__SET TASK__:
Gather every line of the listing that contains the string "target".

__DATA EXCERPTS__:
· · · · ·

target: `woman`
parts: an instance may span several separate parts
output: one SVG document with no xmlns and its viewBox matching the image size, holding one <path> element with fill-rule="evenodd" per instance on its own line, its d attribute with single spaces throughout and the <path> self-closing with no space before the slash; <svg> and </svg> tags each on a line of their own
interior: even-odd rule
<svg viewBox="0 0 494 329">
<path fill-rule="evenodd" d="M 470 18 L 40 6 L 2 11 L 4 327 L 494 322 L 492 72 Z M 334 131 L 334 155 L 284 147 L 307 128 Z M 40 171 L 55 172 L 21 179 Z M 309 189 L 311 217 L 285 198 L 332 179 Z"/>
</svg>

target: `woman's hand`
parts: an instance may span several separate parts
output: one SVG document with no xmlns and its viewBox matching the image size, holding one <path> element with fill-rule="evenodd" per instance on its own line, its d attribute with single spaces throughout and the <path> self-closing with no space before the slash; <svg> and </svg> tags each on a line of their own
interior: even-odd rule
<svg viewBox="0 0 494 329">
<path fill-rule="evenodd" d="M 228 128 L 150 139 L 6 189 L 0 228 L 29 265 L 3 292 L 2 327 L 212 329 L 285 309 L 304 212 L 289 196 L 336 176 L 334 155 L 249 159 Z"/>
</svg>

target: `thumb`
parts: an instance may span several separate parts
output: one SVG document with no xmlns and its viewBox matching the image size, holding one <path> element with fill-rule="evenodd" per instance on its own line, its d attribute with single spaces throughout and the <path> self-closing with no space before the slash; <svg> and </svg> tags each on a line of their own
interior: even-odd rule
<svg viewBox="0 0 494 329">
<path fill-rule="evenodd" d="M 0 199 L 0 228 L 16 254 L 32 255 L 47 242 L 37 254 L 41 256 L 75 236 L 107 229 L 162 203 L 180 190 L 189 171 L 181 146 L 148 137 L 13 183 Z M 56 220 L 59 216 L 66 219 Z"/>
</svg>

· · · · ·

__RESULT OF THE EXERCISE__:
target: `woman`
target: `woman's hand`
target: `thumb`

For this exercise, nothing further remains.